* START *
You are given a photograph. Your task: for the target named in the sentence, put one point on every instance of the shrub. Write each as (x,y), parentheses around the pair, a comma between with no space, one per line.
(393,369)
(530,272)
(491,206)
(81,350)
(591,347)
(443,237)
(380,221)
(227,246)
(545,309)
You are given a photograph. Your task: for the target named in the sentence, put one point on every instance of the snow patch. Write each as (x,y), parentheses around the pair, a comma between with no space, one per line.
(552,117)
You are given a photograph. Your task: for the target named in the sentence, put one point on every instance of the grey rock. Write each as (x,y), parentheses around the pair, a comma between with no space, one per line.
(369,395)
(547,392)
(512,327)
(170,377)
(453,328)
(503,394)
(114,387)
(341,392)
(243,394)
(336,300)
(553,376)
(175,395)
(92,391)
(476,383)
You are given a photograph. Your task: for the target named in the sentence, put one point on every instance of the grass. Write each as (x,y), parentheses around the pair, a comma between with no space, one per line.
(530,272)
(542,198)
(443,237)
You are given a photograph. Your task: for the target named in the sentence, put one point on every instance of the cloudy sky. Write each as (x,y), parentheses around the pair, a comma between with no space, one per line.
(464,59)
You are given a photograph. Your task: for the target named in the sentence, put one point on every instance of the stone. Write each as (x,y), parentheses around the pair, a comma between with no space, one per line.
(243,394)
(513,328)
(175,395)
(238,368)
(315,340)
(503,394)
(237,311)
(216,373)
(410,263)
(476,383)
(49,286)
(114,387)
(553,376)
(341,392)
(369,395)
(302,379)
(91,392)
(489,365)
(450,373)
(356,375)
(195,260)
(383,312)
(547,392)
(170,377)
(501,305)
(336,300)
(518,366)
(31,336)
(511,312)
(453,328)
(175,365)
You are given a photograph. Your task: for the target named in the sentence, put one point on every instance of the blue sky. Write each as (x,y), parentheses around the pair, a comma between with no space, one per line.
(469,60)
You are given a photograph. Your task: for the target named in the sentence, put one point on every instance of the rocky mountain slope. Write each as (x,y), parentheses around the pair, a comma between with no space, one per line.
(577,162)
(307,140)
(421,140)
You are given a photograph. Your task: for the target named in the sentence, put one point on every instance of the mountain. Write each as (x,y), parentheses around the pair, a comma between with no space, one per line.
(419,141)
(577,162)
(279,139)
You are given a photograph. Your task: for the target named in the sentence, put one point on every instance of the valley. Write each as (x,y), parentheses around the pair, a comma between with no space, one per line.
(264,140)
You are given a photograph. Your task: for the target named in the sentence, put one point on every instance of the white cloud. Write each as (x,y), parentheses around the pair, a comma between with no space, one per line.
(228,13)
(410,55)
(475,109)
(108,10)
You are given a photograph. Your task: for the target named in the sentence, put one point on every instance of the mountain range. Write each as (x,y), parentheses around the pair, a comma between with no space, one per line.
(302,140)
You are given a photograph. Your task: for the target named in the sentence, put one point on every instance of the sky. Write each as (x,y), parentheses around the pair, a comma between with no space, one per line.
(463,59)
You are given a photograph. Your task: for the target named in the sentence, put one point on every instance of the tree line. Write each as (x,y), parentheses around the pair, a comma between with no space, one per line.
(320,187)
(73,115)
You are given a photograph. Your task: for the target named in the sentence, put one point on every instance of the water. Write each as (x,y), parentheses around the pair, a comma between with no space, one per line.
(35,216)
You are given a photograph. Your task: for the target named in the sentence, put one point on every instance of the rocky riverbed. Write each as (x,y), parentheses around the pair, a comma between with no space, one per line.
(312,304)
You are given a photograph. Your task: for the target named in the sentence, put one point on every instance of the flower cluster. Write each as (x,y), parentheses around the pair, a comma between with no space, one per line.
* END *
WHAT IS NEEDED: Repeat precisely the lines of the data starting at the one containing "of the water.", last line included.

THE RESPONSE:
You are given a photograph. Your task: for the target named in the sentence, put one point on every instance of the water. Write each as (x,y), parentheses around the pair, a comma between with no space, one per line.
(35,216)
You are given a photograph. Your task: for the target named in the sentence, put one point on every instance of the rocky riverbed. Write each as (x,y), parentheses around the pair, a comma between with no space, one per line.
(312,304)
You are given a photograph. Your task: for the target named in the sentence, put one point on every instance of the flower cluster. Write each as (x,y), parentheses around the pair, a comma between with no space, one per line.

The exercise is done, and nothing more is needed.